-- Data for this task --
+--

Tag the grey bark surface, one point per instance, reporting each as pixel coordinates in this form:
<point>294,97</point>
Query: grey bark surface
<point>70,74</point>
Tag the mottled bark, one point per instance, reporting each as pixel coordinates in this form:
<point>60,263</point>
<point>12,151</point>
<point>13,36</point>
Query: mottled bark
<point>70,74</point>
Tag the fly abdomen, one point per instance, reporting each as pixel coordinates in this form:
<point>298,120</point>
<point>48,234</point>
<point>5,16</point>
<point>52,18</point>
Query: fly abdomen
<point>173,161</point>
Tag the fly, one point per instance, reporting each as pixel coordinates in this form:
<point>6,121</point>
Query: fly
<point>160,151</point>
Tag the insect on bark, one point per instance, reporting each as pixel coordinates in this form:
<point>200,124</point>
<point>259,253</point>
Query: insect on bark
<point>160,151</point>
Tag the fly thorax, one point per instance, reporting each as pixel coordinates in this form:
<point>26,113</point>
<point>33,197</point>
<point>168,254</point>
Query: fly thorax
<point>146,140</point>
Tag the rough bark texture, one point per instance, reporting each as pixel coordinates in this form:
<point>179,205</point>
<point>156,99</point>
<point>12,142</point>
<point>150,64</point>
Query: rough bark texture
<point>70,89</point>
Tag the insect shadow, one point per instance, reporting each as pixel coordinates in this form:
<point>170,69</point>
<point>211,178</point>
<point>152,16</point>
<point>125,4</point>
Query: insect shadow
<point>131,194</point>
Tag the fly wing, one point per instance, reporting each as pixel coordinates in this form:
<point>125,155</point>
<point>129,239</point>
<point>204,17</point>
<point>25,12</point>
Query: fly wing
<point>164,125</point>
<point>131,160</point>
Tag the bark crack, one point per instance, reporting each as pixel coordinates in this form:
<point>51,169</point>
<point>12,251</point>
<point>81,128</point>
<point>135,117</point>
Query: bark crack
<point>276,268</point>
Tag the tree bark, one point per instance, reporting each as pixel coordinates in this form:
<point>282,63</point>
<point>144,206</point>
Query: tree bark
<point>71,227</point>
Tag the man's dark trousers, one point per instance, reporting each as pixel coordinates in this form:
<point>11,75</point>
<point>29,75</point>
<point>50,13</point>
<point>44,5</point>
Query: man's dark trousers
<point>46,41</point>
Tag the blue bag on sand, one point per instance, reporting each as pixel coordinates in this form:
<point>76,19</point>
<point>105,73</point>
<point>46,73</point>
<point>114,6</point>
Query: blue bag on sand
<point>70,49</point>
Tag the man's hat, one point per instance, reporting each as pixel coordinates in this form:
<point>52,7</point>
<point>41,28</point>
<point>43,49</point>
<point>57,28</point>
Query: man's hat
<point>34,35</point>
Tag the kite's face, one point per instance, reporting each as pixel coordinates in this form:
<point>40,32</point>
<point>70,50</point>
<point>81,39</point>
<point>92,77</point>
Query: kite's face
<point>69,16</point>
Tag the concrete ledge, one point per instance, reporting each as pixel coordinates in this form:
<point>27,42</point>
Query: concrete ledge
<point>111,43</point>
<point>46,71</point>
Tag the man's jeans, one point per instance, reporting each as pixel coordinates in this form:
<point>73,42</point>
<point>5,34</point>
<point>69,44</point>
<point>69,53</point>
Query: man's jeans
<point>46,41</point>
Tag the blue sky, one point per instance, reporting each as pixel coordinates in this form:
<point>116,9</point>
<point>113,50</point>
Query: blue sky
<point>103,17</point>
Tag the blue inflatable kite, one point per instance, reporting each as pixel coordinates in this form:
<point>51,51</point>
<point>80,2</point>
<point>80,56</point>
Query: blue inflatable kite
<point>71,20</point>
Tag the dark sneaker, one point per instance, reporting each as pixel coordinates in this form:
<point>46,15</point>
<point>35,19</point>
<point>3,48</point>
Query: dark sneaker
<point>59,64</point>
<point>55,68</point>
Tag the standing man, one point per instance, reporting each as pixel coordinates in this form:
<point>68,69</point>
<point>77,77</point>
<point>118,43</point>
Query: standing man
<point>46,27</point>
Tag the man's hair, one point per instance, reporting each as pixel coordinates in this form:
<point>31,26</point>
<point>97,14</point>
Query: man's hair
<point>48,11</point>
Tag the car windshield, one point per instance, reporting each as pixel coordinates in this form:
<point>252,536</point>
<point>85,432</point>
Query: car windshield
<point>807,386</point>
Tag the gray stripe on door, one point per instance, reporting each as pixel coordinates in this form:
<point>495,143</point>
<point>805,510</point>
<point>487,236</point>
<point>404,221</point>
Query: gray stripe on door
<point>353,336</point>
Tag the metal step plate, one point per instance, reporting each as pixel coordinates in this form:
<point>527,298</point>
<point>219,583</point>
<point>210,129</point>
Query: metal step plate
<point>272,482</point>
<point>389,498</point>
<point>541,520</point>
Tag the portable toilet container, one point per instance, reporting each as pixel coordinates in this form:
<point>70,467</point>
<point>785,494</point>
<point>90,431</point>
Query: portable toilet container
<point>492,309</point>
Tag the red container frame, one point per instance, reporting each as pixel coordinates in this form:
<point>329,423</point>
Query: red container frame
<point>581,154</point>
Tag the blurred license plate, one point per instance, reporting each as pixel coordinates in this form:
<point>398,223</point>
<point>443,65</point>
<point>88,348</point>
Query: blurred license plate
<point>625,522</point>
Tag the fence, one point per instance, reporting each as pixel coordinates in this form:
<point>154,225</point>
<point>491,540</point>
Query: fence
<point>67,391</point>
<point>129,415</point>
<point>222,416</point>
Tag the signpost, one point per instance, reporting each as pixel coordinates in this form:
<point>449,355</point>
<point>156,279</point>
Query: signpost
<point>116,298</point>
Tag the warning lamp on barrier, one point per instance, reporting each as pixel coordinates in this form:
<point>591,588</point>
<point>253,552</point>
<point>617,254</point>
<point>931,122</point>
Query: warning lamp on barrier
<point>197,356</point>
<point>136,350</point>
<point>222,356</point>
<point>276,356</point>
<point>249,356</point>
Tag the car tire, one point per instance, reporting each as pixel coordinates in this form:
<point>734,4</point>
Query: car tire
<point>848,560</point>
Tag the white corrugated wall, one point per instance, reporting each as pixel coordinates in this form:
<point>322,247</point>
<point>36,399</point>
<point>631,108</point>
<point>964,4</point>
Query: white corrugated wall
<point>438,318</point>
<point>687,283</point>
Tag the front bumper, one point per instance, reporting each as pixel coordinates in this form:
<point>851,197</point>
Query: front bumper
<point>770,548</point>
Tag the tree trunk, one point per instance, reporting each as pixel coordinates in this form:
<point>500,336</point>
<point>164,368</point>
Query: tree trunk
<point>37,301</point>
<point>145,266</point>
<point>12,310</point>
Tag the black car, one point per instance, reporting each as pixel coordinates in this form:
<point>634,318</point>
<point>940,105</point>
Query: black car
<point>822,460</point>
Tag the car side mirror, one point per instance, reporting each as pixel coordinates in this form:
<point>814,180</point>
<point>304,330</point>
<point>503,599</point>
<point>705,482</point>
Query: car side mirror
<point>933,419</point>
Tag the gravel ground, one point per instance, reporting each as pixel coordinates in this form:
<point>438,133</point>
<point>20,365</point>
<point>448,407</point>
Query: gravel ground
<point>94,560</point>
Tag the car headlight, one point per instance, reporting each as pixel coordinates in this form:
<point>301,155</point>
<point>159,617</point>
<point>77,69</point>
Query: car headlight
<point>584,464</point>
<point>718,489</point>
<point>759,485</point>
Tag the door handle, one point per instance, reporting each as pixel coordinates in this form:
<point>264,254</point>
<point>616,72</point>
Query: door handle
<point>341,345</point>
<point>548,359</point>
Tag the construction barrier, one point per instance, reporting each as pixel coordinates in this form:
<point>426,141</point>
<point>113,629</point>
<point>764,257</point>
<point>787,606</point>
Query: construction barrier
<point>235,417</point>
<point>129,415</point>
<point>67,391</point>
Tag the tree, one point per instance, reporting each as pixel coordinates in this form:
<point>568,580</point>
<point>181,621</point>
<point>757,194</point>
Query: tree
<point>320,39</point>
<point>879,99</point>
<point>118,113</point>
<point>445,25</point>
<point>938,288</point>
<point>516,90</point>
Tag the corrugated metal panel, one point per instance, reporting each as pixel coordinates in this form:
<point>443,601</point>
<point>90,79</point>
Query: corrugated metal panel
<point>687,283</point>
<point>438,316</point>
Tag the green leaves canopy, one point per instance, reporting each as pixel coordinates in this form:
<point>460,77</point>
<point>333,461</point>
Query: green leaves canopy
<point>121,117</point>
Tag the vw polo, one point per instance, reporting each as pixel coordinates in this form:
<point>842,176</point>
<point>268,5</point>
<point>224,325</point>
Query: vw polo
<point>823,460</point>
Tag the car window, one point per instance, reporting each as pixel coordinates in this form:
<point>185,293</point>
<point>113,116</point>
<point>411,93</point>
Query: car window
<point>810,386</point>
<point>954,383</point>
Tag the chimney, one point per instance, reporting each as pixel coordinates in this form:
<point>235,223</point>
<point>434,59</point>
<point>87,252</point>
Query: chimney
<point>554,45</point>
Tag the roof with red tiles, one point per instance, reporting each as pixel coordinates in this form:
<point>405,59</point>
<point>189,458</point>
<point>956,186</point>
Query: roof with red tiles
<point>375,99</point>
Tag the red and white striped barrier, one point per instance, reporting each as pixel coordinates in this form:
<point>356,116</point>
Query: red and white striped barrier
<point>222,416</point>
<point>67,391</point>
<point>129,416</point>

+--

-- Task directions --
Rewrite the lines of the records from the one containing "Tag the blue bag" through the one containing "<point>34,35</point>", inclusive, replacing "man's hat" with "man's cap" and leaving everything else the same.

-- Written answer --
Tag the blue bag on sand, one point per instance, reporting each as pixel coordinates in this form:
<point>76,19</point>
<point>105,73</point>
<point>46,73</point>
<point>114,6</point>
Query: blue bag on sand
<point>70,49</point>
Tag the man's cap, one point per instance, reporting each as pixel coordinates in this form:
<point>52,7</point>
<point>41,28</point>
<point>43,49</point>
<point>57,28</point>
Query: man's cap
<point>34,35</point>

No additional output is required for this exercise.